▸ **GIVEN TASK**
Copy only the lines between the one holding "Can you see the blurred" and the one holding "[277, 1095]", inclusive, keeping the requests unchanged. In the answers, scale each coordinate by 1.65 and round it to a whole number, with halves rounded up.

▸ **DATASET EXTRACT**
============

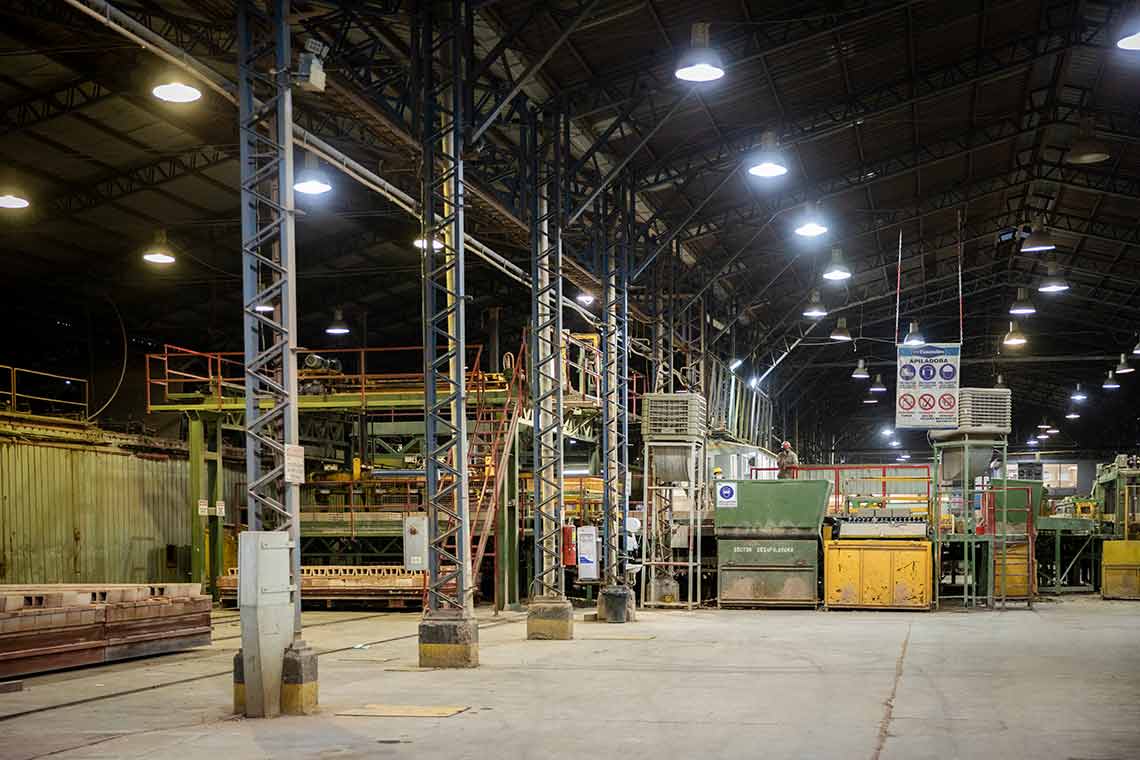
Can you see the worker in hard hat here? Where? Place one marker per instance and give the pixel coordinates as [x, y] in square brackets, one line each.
[787, 460]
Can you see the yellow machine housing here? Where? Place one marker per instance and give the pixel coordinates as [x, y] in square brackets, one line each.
[878, 573]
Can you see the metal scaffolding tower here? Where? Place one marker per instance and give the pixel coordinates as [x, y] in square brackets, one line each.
[441, 76]
[268, 270]
[546, 154]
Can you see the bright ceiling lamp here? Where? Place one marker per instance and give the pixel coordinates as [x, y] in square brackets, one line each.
[177, 92]
[815, 308]
[1015, 336]
[812, 223]
[1023, 307]
[159, 252]
[838, 269]
[768, 161]
[10, 201]
[913, 336]
[1053, 282]
[700, 63]
[840, 333]
[1086, 148]
[338, 326]
[1040, 239]
[311, 180]
[422, 243]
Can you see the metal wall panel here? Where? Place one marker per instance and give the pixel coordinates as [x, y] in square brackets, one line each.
[75, 513]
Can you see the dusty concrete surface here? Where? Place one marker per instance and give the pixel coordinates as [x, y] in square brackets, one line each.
[1059, 681]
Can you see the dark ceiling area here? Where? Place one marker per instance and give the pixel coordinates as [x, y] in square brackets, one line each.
[928, 132]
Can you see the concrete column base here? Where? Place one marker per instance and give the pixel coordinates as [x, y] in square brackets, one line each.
[616, 604]
[550, 619]
[448, 638]
[299, 680]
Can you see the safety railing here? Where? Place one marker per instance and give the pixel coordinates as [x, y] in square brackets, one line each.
[43, 394]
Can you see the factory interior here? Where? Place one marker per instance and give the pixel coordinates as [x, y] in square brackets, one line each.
[438, 378]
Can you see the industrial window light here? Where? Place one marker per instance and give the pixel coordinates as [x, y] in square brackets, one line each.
[1086, 148]
[1040, 239]
[1053, 282]
[812, 223]
[837, 270]
[177, 92]
[1023, 307]
[1015, 336]
[9, 201]
[815, 308]
[338, 326]
[159, 252]
[700, 63]
[913, 336]
[768, 161]
[311, 180]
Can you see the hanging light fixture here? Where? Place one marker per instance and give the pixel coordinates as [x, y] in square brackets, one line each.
[1086, 148]
[1023, 307]
[177, 92]
[812, 223]
[1053, 282]
[338, 326]
[1015, 336]
[838, 269]
[1040, 239]
[13, 201]
[159, 252]
[913, 335]
[768, 161]
[700, 63]
[310, 180]
[1130, 33]
[815, 308]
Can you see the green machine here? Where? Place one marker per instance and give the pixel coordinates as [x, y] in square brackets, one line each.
[768, 541]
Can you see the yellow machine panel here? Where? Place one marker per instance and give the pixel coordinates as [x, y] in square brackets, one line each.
[877, 574]
[1121, 570]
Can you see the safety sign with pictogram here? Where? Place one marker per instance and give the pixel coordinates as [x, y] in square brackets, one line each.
[927, 386]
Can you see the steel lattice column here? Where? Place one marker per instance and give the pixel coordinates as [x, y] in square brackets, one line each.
[547, 157]
[442, 68]
[268, 270]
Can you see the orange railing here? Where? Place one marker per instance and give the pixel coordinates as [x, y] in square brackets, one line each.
[43, 394]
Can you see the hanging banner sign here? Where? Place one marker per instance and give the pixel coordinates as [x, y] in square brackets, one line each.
[927, 390]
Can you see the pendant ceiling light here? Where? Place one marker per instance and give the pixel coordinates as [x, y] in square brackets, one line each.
[815, 308]
[700, 63]
[840, 332]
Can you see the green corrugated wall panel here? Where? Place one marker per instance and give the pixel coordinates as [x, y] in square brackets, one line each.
[80, 514]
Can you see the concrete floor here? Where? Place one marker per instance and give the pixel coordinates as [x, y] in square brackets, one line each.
[1059, 681]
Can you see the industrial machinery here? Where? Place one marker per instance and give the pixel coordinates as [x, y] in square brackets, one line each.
[768, 541]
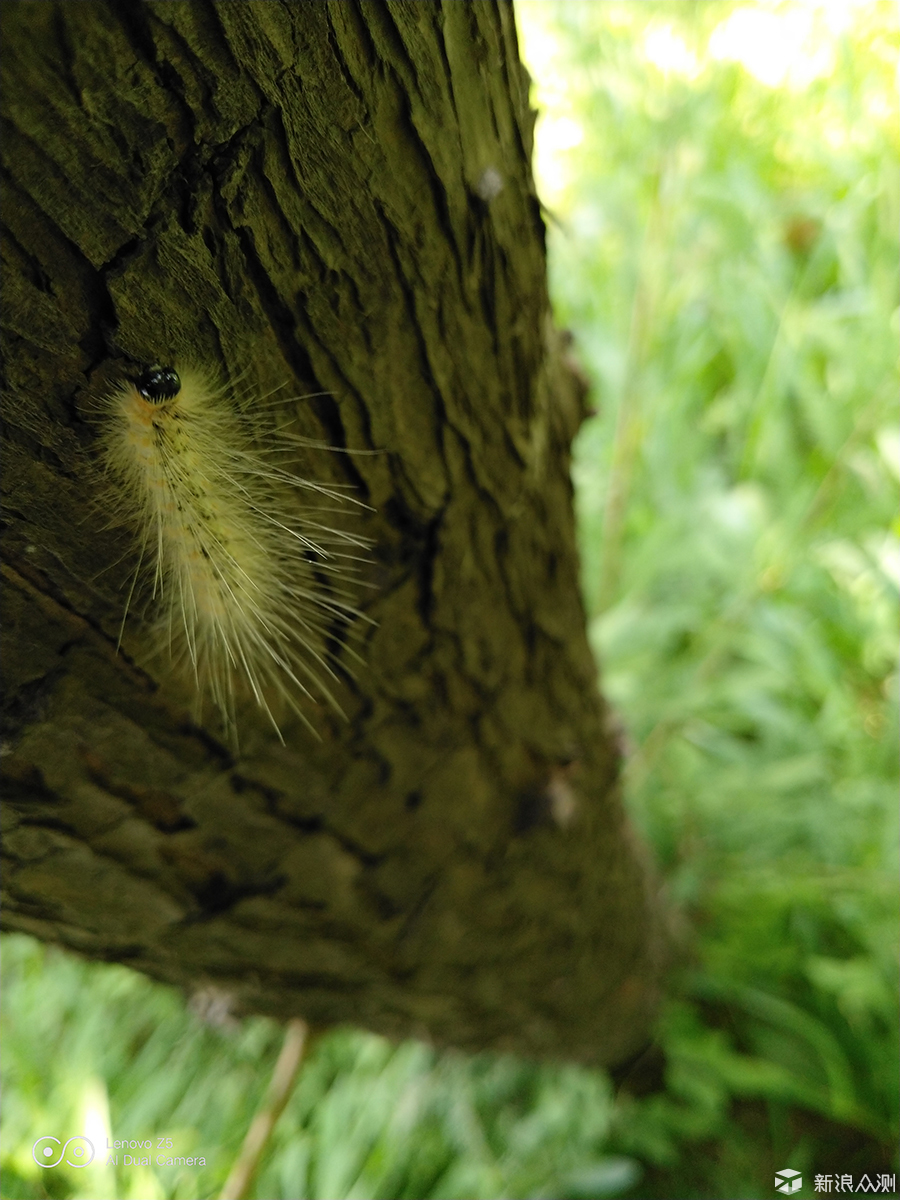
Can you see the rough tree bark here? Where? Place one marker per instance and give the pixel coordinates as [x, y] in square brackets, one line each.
[337, 195]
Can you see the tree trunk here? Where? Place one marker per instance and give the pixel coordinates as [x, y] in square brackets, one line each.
[336, 195]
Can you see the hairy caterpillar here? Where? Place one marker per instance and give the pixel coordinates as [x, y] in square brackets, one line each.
[247, 581]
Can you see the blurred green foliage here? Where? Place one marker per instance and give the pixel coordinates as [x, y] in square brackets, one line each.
[724, 246]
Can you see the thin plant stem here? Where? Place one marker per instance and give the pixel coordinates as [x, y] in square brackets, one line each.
[277, 1095]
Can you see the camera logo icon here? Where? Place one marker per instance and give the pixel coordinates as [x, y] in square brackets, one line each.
[78, 1151]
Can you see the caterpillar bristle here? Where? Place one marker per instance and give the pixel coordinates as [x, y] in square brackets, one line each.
[250, 583]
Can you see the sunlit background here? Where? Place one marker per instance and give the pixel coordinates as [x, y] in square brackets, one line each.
[720, 184]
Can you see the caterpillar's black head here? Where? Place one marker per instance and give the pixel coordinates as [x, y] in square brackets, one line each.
[157, 384]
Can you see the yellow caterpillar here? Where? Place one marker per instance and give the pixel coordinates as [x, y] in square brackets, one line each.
[247, 580]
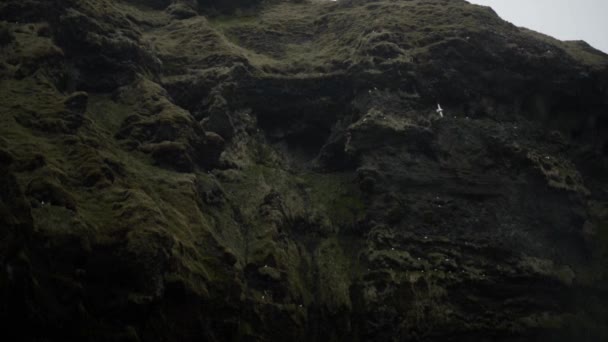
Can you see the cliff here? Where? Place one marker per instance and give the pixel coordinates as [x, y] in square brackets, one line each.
[276, 170]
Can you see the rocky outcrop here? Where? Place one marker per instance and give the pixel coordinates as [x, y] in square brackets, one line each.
[277, 170]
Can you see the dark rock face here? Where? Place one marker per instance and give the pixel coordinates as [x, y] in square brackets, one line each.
[280, 172]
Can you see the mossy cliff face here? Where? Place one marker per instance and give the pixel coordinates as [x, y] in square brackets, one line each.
[270, 171]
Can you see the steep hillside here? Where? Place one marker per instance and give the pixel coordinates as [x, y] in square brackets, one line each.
[277, 170]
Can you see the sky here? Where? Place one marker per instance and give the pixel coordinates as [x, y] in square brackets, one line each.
[563, 19]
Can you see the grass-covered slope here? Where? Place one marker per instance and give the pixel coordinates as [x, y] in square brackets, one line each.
[230, 170]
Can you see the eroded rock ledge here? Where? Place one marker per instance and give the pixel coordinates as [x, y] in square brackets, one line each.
[237, 170]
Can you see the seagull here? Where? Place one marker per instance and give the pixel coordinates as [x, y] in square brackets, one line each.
[439, 110]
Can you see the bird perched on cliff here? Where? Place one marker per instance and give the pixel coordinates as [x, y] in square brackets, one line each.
[439, 110]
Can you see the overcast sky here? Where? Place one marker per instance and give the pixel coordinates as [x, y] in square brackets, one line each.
[563, 19]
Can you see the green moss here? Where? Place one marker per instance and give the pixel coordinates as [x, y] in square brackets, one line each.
[336, 196]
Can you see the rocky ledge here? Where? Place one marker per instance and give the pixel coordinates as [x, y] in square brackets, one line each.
[276, 170]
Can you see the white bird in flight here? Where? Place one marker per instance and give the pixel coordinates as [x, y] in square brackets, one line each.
[439, 110]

============

▸ **ANSWER FOR THE TASK**
Can you see the blurred green foliage here? Where? Place one marker per instance and give the pixel coordinates as [x, y] in square brackets, one line each.
[1195, 406]
Can you see the thin plant stem here? Where? Place one marker per instance and give the pixel coordinates as [x, y] in square brackets, one line each.
[457, 1807]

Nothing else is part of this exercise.